-- start of Supplied material --
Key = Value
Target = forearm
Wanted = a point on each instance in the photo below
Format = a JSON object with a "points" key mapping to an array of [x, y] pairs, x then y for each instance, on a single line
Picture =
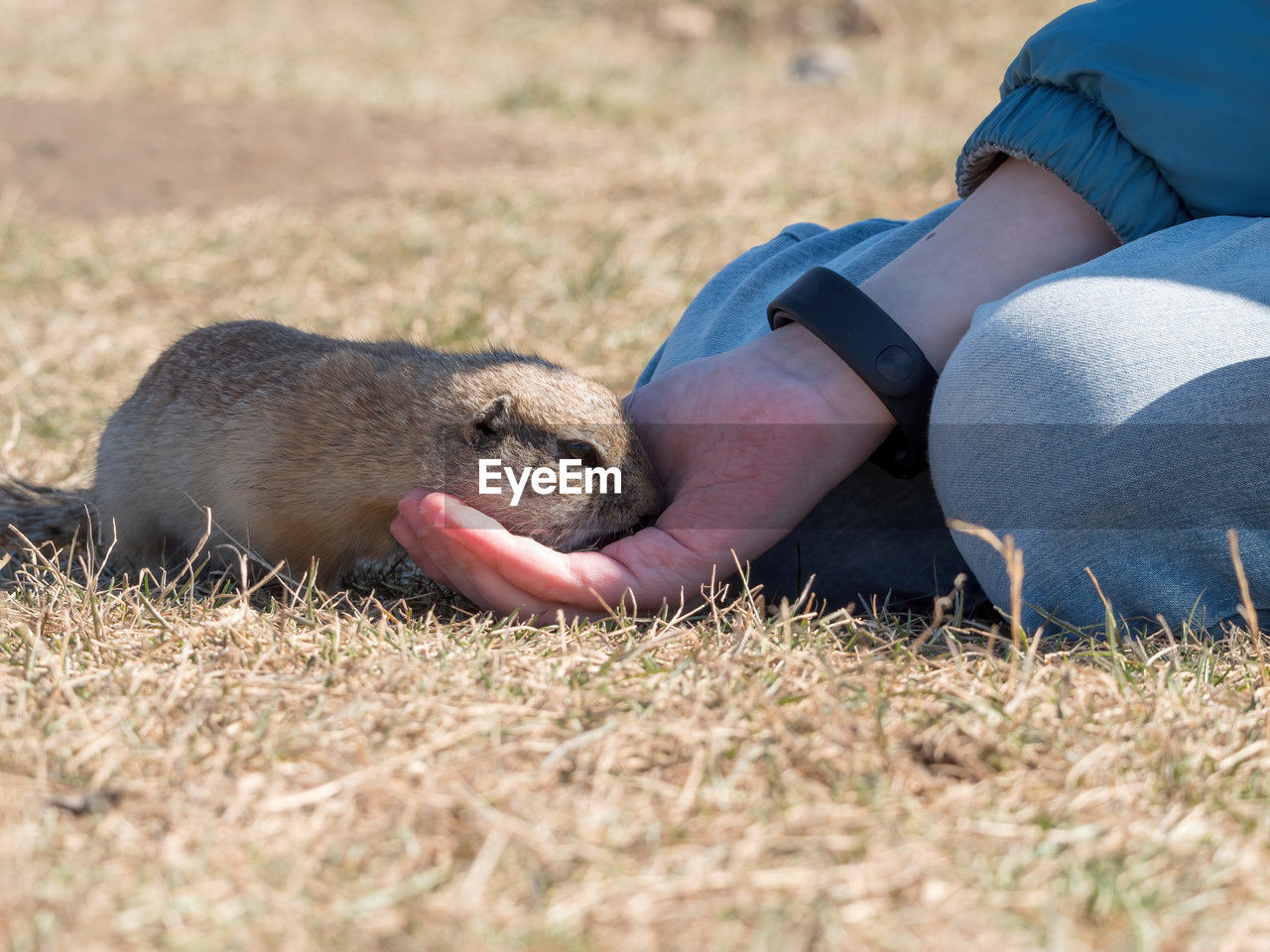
{"points": [[1020, 225]]}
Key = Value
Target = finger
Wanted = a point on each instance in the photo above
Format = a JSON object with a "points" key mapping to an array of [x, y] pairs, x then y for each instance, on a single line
{"points": [[483, 583], [584, 580], [418, 552]]}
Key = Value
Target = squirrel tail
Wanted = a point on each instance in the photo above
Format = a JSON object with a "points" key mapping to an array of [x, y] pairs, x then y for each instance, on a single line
{"points": [[39, 515]]}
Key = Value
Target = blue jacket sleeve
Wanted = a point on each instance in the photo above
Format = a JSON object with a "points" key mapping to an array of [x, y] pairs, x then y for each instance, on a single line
{"points": [[1153, 111]]}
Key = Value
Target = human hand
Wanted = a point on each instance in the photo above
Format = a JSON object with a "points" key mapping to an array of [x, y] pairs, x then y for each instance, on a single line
{"points": [[744, 442]]}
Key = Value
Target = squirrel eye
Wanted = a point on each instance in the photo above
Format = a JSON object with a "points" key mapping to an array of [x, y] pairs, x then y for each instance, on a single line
{"points": [[579, 449]]}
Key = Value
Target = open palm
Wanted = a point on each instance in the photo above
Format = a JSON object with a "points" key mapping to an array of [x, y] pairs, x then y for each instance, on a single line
{"points": [[744, 443]]}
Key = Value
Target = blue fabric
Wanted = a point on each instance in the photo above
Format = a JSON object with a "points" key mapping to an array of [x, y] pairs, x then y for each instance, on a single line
{"points": [[1155, 111], [1112, 416]]}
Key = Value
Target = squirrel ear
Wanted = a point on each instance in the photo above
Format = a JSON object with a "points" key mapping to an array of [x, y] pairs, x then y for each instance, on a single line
{"points": [[494, 416]]}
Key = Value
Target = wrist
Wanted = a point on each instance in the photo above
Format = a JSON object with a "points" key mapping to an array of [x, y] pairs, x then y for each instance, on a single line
{"points": [[799, 353]]}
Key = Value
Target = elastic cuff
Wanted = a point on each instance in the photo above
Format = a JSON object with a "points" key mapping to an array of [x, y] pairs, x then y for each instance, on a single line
{"points": [[1079, 141]]}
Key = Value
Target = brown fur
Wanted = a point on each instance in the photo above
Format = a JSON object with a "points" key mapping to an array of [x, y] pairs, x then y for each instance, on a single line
{"points": [[302, 445]]}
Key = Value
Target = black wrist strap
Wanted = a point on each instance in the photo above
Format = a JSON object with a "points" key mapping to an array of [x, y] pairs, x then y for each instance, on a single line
{"points": [[876, 348]]}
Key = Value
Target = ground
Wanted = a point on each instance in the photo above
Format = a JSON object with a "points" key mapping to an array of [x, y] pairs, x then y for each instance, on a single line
{"points": [[191, 769]]}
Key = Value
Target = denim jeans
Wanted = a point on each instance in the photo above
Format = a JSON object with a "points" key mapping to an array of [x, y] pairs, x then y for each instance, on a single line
{"points": [[1114, 419]]}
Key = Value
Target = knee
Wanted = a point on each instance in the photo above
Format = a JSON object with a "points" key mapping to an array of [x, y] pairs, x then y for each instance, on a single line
{"points": [[1058, 422]]}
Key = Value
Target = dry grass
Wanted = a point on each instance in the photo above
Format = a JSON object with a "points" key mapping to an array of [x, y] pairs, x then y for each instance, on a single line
{"points": [[191, 767]]}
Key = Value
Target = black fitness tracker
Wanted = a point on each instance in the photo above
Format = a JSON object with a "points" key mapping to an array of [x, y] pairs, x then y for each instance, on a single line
{"points": [[876, 348]]}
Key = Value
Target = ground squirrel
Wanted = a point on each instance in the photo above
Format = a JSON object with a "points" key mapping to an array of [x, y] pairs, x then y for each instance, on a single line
{"points": [[300, 445]]}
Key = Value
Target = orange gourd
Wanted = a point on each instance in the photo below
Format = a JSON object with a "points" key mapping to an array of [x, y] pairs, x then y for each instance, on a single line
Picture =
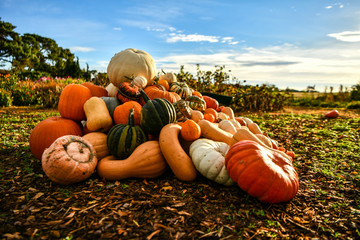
{"points": [[96, 91], [69, 159], [72, 100], [190, 130], [98, 141], [48, 130], [146, 161], [179, 162]]}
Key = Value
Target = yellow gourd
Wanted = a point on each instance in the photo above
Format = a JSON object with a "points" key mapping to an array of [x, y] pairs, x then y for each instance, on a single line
{"points": [[146, 161]]}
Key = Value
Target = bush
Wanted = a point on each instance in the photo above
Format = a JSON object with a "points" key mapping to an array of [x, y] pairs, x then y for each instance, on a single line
{"points": [[5, 98]]}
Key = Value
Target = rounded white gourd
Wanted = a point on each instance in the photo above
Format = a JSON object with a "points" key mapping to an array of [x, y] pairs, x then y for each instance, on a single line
{"points": [[208, 157]]}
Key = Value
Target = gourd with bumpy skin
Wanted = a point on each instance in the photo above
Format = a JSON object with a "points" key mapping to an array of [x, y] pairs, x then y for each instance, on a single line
{"points": [[130, 63], [146, 161], [266, 174], [122, 139], [69, 159], [209, 159], [48, 130], [181, 88], [155, 114]]}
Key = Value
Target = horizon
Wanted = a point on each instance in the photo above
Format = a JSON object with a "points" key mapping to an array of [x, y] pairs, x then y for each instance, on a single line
{"points": [[286, 44]]}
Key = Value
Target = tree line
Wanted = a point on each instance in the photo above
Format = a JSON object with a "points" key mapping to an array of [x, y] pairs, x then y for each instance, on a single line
{"points": [[33, 56]]}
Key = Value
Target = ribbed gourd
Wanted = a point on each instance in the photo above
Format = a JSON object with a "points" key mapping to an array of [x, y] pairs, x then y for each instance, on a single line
{"points": [[181, 88], [122, 139], [155, 114], [196, 103]]}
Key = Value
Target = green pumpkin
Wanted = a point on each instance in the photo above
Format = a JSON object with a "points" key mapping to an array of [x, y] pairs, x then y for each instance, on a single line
{"points": [[111, 104], [155, 114], [180, 88], [196, 103], [182, 110], [122, 139]]}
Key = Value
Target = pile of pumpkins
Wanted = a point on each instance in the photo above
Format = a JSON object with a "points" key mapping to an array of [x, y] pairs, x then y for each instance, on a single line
{"points": [[141, 126]]}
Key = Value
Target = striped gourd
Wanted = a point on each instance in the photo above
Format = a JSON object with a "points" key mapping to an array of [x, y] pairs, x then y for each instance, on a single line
{"points": [[181, 88], [155, 114], [196, 103], [122, 139]]}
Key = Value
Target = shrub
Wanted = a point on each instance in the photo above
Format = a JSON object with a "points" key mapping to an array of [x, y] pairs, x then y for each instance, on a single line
{"points": [[5, 98]]}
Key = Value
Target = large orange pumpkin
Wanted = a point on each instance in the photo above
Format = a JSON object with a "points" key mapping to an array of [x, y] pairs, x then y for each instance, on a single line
{"points": [[158, 91], [266, 174], [69, 159], [72, 100], [48, 130]]}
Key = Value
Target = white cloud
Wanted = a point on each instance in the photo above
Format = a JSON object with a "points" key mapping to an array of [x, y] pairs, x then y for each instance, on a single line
{"points": [[173, 37], [284, 65], [81, 49], [346, 36]]}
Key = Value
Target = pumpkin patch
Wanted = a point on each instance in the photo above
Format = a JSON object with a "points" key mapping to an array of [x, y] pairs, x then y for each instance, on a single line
{"points": [[141, 126]]}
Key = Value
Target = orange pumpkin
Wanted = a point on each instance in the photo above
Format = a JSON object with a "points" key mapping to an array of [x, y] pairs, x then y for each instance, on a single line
{"points": [[164, 83], [48, 130], [69, 159], [96, 91], [121, 113], [190, 130], [72, 100], [156, 91]]}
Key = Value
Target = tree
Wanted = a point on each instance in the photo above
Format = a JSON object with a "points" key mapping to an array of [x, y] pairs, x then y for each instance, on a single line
{"points": [[34, 56]]}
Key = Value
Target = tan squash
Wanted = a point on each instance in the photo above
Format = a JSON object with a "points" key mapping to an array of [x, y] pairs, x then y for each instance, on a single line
{"points": [[254, 128], [98, 141], [98, 118], [146, 161], [227, 126], [213, 132], [228, 111], [196, 115], [179, 162]]}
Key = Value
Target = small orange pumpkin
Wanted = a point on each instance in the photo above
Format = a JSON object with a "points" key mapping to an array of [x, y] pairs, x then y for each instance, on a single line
{"points": [[121, 113], [48, 130], [190, 130], [69, 159], [72, 100]]}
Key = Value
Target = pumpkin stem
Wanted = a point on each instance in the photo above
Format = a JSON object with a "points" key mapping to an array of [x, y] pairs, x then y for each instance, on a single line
{"points": [[131, 117], [144, 95]]}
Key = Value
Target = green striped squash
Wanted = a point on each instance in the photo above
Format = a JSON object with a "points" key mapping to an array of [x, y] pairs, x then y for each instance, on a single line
{"points": [[196, 103], [122, 139], [155, 114], [181, 88]]}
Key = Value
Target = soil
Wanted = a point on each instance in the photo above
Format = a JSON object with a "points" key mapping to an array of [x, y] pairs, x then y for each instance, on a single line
{"points": [[33, 207]]}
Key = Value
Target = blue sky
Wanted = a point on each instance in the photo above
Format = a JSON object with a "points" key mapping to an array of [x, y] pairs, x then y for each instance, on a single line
{"points": [[289, 43]]}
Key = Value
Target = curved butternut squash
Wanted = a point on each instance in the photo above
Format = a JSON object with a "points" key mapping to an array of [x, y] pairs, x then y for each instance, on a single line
{"points": [[213, 132], [146, 161], [179, 162]]}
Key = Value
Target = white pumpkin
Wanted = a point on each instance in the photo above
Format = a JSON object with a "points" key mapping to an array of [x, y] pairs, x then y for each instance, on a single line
{"points": [[208, 157], [130, 63]]}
-- end of Supplied material --
### Written request
Please pull out every line of the listing above that contains the string "orange". Copy those lines only, and treat uppercase and lowercase as different.

### Result for this task
Target = orange gourd
Target = large orange pumpkin
Target = orange pumpkin
Target = small orange pumpkin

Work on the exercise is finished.